#### Set problem:
Carry none of the pictures over; set down the material below exactly.
*** Data provided
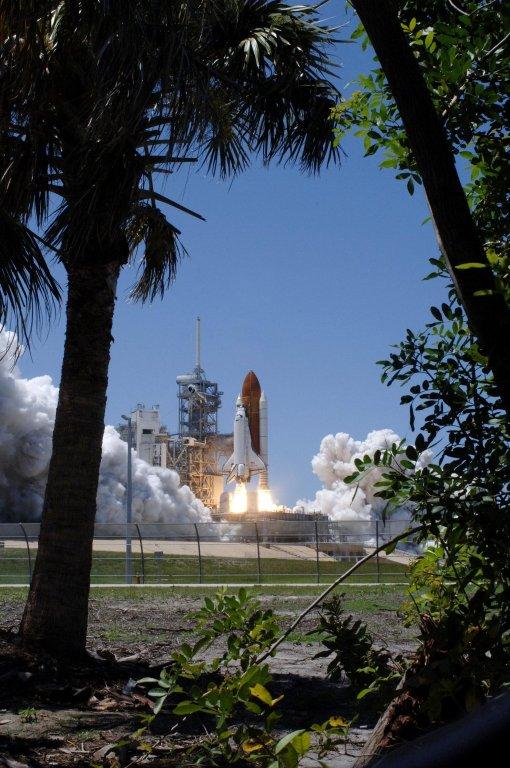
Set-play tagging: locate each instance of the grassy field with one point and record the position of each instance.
(108, 568)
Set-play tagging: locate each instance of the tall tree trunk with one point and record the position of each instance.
(487, 312)
(55, 616)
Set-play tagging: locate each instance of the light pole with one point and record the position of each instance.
(129, 502)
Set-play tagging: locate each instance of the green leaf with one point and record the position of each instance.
(259, 692)
(288, 739)
(187, 708)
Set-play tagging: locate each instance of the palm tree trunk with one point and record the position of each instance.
(55, 616)
(487, 312)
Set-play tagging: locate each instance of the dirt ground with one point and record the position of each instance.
(45, 721)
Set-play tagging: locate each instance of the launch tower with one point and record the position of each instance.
(196, 451)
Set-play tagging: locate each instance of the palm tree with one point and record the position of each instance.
(97, 99)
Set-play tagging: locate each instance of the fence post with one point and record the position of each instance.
(259, 578)
(377, 563)
(199, 554)
(141, 551)
(28, 552)
(317, 552)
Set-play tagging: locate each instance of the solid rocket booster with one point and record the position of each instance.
(264, 435)
(250, 435)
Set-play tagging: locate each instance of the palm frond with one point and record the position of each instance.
(162, 251)
(28, 291)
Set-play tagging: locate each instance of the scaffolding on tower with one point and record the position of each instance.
(197, 451)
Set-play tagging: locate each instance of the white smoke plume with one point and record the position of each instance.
(335, 462)
(27, 415)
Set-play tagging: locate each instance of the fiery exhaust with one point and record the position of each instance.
(265, 500)
(239, 503)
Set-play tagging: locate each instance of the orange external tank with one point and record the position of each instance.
(250, 395)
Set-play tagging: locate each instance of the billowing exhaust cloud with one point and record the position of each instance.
(27, 415)
(335, 462)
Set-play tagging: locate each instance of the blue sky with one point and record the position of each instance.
(305, 280)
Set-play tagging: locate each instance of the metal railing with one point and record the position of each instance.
(266, 551)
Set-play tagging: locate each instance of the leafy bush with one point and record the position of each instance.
(371, 671)
(232, 690)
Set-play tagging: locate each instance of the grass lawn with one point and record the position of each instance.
(108, 567)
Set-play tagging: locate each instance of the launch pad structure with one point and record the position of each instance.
(197, 451)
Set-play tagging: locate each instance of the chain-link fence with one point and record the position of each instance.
(267, 551)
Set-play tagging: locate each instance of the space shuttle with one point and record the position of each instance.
(250, 454)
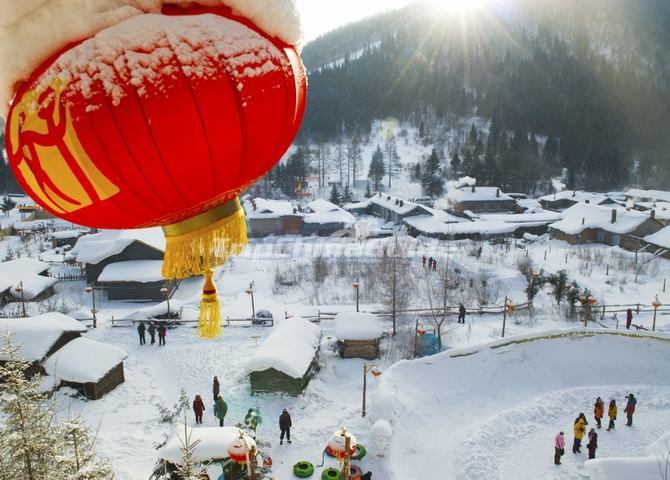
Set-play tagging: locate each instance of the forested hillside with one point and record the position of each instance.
(567, 87)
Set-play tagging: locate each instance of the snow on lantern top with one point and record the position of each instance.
(38, 29)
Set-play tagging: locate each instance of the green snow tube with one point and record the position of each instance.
(303, 469)
(359, 453)
(331, 473)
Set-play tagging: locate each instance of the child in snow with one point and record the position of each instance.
(599, 411)
(630, 409)
(285, 425)
(612, 414)
(198, 408)
(578, 430)
(559, 447)
(593, 444)
(220, 409)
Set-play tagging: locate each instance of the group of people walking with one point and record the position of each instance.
(579, 427)
(142, 330)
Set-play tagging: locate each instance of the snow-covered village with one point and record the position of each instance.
(282, 239)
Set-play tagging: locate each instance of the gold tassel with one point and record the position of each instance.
(205, 241)
(209, 320)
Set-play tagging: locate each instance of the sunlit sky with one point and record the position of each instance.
(321, 16)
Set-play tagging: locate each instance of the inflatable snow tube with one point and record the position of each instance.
(359, 453)
(303, 469)
(331, 473)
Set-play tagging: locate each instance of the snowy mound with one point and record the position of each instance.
(36, 335)
(213, 443)
(357, 326)
(38, 29)
(495, 409)
(83, 360)
(290, 349)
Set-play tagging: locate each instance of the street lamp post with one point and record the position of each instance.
(356, 286)
(19, 289)
(165, 292)
(91, 290)
(376, 372)
(250, 292)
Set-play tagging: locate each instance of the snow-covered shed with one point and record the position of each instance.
(394, 209)
(28, 274)
(616, 226)
(138, 280)
(272, 217)
(93, 368)
(285, 361)
(325, 218)
(659, 243)
(98, 250)
(480, 199)
(41, 336)
(560, 201)
(358, 335)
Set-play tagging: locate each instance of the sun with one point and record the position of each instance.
(461, 7)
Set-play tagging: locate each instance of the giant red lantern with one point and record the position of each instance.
(160, 120)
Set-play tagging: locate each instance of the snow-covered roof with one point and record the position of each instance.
(83, 360)
(481, 194)
(289, 349)
(266, 208)
(213, 443)
(652, 195)
(40, 28)
(581, 216)
(36, 335)
(96, 247)
(141, 271)
(24, 272)
(357, 326)
(660, 238)
(542, 216)
(395, 204)
(576, 196)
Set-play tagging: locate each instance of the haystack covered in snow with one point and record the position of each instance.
(25, 278)
(98, 250)
(38, 337)
(92, 368)
(358, 335)
(213, 443)
(139, 280)
(285, 360)
(586, 223)
(480, 199)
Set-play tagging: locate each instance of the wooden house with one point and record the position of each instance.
(586, 223)
(39, 337)
(135, 280)
(98, 250)
(287, 359)
(480, 200)
(92, 368)
(358, 335)
(561, 201)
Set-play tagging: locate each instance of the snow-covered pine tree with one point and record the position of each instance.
(79, 460)
(29, 444)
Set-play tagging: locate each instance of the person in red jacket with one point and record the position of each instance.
(198, 408)
(630, 409)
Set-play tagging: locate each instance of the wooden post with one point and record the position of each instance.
(504, 317)
(346, 469)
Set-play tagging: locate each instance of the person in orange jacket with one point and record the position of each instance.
(612, 414)
(598, 411)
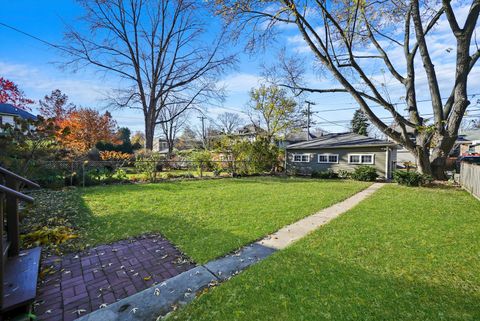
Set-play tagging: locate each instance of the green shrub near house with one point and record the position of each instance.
(365, 173)
(328, 174)
(409, 178)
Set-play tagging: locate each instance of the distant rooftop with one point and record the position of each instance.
(9, 109)
(338, 140)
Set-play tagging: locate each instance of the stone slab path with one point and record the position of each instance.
(81, 283)
(159, 300)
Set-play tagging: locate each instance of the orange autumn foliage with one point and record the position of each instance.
(84, 127)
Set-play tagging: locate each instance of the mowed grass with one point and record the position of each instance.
(208, 218)
(403, 254)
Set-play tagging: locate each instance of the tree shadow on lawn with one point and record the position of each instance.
(193, 238)
(301, 285)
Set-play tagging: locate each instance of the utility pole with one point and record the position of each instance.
(204, 138)
(308, 117)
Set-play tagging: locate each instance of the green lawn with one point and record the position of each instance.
(403, 254)
(208, 218)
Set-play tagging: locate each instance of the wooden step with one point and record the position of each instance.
(20, 279)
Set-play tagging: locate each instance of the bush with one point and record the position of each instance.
(365, 173)
(329, 174)
(149, 164)
(411, 178)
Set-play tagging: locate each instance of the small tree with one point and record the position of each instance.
(138, 140)
(85, 127)
(271, 108)
(360, 123)
(227, 123)
(56, 106)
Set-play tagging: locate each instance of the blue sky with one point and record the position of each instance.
(31, 65)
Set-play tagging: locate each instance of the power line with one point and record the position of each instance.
(380, 106)
(32, 36)
(347, 121)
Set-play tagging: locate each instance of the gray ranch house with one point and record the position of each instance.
(341, 151)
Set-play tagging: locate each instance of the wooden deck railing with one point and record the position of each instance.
(10, 184)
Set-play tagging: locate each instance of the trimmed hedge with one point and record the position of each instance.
(365, 173)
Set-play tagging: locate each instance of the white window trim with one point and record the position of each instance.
(360, 157)
(328, 161)
(301, 161)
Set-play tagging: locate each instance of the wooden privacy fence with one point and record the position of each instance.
(470, 178)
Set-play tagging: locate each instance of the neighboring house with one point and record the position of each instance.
(342, 151)
(8, 114)
(160, 146)
(248, 132)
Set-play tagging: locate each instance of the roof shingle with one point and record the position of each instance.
(338, 140)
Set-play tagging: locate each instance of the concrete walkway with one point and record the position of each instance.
******
#### Exercise response:
Set-play tagging: locate each instance of the grassy field with one point and record the position of each instance.
(108, 568)
Set-play tagging: locate each instance of the tall tree trunk with one point and record the position of each instance.
(487, 312)
(55, 616)
Set-play tagging: locate each instance of the light pole with one point and record the position of each instance.
(129, 502)
Set-play tagging: locate each instance of the green leaf with one point and record the position of each instance.
(259, 692)
(288, 739)
(187, 708)
Set-play tagging: locate each instance of the palm tree trunk with one point and record the position of each instance.
(55, 616)
(487, 312)
Set-play tagging: locate each instance of the dirt ground with one point and record the position of each instance.
(45, 721)
Set-play tagging: locate each instance of the launch tower with one point and record the position of each instance.
(196, 451)
Set-play tagging: locate each instance of the palm tree with one point and record the position of each instance.
(97, 99)
Set-play tagging: locate each instance of the fence post with one point and record the position of each instance.
(259, 578)
(377, 563)
(199, 554)
(141, 551)
(28, 552)
(317, 552)
Set-play tagging: locate each instance of the solid rocket booster with one point and record the position of each instance.
(264, 435)
(250, 435)
Set-play tagging: locate each instance of the palm frond with one point and record the position of each instance.
(162, 251)
(28, 291)
Set-play tagging: locate each instance of the scaffolding on tower with one point and record the position of each instance.
(197, 451)
Set-play tagging: locate each instance of the white smoke plume with one point and record the position of each instance.
(335, 462)
(27, 415)
Set-play tagging: locate each instance of the fiery exhaust with one point and record the position of each instance.
(265, 500)
(239, 503)
Set-play tagging: locate each instance of the orange external tank with one point and record the position of each instance.
(250, 395)
Set-play tagging: locate each instance of the billowing exhaust cloud with one point and record the position of each instance.
(27, 415)
(335, 462)
Set-play tagging: locate each instance of the blue sky with one point and record the position of each instance.
(305, 280)
Set-play tagging: locate each instance of the metal railing with one point and record the position of each instance.
(266, 551)
Set-play tagging: locate each instance of the leafy bush with one point and record the position of each instance.
(371, 671)
(232, 690)
Set-play tagging: locate each instance of the grass lawn with one point and record the position of each instance.
(108, 567)
Set-play tagging: locate each instance of the launch pad structure with one point and record the position of each instance.
(197, 451)
Set-play tagging: locate each instance of the chain-link fence with one point and record the position of each instance.
(267, 551)
Set-play tagging: locate each instance of the space shuttle with one point and record the position of each instance.
(250, 454)
Set-play tagging: locate each instance of the forested hillside with one point and record the position of each instance.
(567, 87)
Set-play tagging: locate each instance of the snow on lantern top with one point and record the position of each instance.
(38, 29)
Set-play tagging: locate each instance of the green snow tube with one point and record the position of each instance.
(303, 469)
(359, 453)
(331, 473)
Set-play tagging: locate each instance of the child in snow with one point and record the position of each instance.
(599, 411)
(630, 409)
(285, 425)
(612, 414)
(198, 408)
(578, 430)
(559, 447)
(593, 444)
(220, 409)
Set-play tagging: locate each instance of the group of people walking with one point and record the position of each instance.
(579, 427)
(142, 330)
Set-play tagging: locate each instance of the snow-covered village with one point and record the position of each instance.
(282, 239)
Set-play tagging: locate each instance of the gold tassel with one point and record the position of each instance.
(205, 241)
(209, 320)
Set-play tagging: locate each instance of the sunlit sky with one point and record the position of each instance.
(321, 16)
Set-play tagging: locate each instance of the inflatable snow tube with one point and record the position of each instance.
(359, 453)
(303, 469)
(331, 473)
Set-play tagging: locate each instance of the snowy mound with one point and record the position of each instance.
(36, 335)
(213, 443)
(357, 326)
(38, 29)
(495, 409)
(83, 360)
(290, 349)
Set-play tagging: locate each instance of the street lamp post with one point and record the position of each instance.
(356, 286)
(19, 289)
(165, 292)
(91, 290)
(376, 372)
(250, 292)
Set-play tagging: locate each instance of the snow-covered shed with one point and record the position of each instance.
(394, 209)
(28, 274)
(616, 226)
(138, 280)
(272, 217)
(93, 368)
(285, 361)
(325, 218)
(659, 243)
(98, 250)
(480, 199)
(41, 336)
(560, 201)
(358, 335)
Set-play tagging: locate each instance of the sun with one point and record the position of each instance.
(461, 7)
Set-play tagging: locate each instance of the giant red lantern with one point and record the position of each instance.
(160, 120)
Set-play tagging: locate each instance of the snow-covered roof with one point and record the position of each instance.
(83, 360)
(481, 194)
(289, 349)
(266, 208)
(213, 443)
(652, 195)
(40, 28)
(581, 216)
(36, 335)
(96, 247)
(141, 271)
(24, 272)
(357, 326)
(660, 238)
(542, 216)
(395, 204)
(576, 196)
Set-play tagging: locate each instance of the haystack covered in snow with one point and record the position of each instance.
(25, 278)
(98, 250)
(38, 337)
(92, 368)
(358, 335)
(213, 443)
(139, 280)
(285, 360)
(586, 223)
(480, 199)
Set-play tagging: locate each instance of the wooden house with one point and record the position of each instance.
(586, 223)
(39, 337)
(135, 280)
(98, 250)
(287, 359)
(480, 200)
(92, 368)
(358, 335)
(561, 201)
Set-play tagging: locate each instance of the snow-covered pine tree with one point and record the position of each instance.
(79, 460)
(29, 444)
Set-play tagging: locate each instance of the person in red jacket with one point and record the position of each instance.
(198, 408)
(630, 409)
Set-play tagging: locate each instance of the wooden post with one point and record the position of each instance.
(504, 317)
(346, 469)
Set-play tagging: locate each instance of the person in orange jacket with one point and record the position of each instance.
(612, 414)
(598, 411)
Set-play tagging: locate each instance of the green shrub near house with one point and record the position of each instance.
(365, 173)
(328, 174)
(409, 178)
Set-play tagging: locate each instance of the distant rooftop with one point and record the position of each instance.
(9, 109)
(338, 140)
Set-play tagging: locate each instance of the stone slab path with one point and record the position of each instance.
(81, 283)
(159, 300)
Set-play tagging: locate each instance of the orange autumn foliage with one point and record the position of each instance.
(84, 127)
Set-play tagging: locate each instance of the mowed grass with one point and record the position of each instance.
(208, 218)
(403, 254)
Set-play tagging: locate each instance of the tree shadow on lawn with one point and record the position of each instance.
(193, 238)
(301, 285)
Set-play tagging: locate each instance of the utility pole with one point and record the position of each instance.
(204, 138)
(308, 117)
Set-play tagging: locate each instance of the green lawn with one point and record the position of each instance.
(403, 254)
(208, 218)
Set-play tagging: locate each instance of the wooden step with one point and record the position of each instance.
(20, 279)
Set-play tagging: locate each instance of the bush with one point and record the position of each instance.
(365, 173)
(329, 174)
(149, 164)
(411, 178)
Set-play tagging: locate each instance of the small tree with one point and record the position of each instance.
(138, 140)
(85, 127)
(271, 108)
(360, 123)
(227, 123)
(56, 106)
Set-play tagging: locate each instance of the blue sky with one point and record the position of each instance.
(31, 65)
Set-play tagging: locate each instance of the power line with one point and record the position of each instance.
(380, 106)
(32, 36)
(347, 121)
Set-play tagging: locate each instance of the gray ranch house with one point and record the position of each instance.
(341, 151)
Set-play tagging: locate each instance of the wooden deck railing with one point and record the position of each instance.
(10, 184)
Set-play tagging: locate each instance of the trimmed hedge with one point and record the position of each instance.
(365, 173)
Set-play tagging: locate each instance of the white window trim with one point and record the position of each instance.
(360, 157)
(328, 161)
(301, 161)
Set-play tagging: locate each instance of the wooden privacy fence with one point and record the position of each instance.
(470, 178)
Set-play tagging: locate each instance of the neighboring house with one point and record the position of each instance.
(342, 151)
(8, 114)
(160, 146)
(248, 132)
Set-play tagging: locate each instance of the roof shingle with one point and record the position of each instance.
(338, 140)
Set-play tagging: locate each instance of the concrete walkway with one point and record the position of each instance.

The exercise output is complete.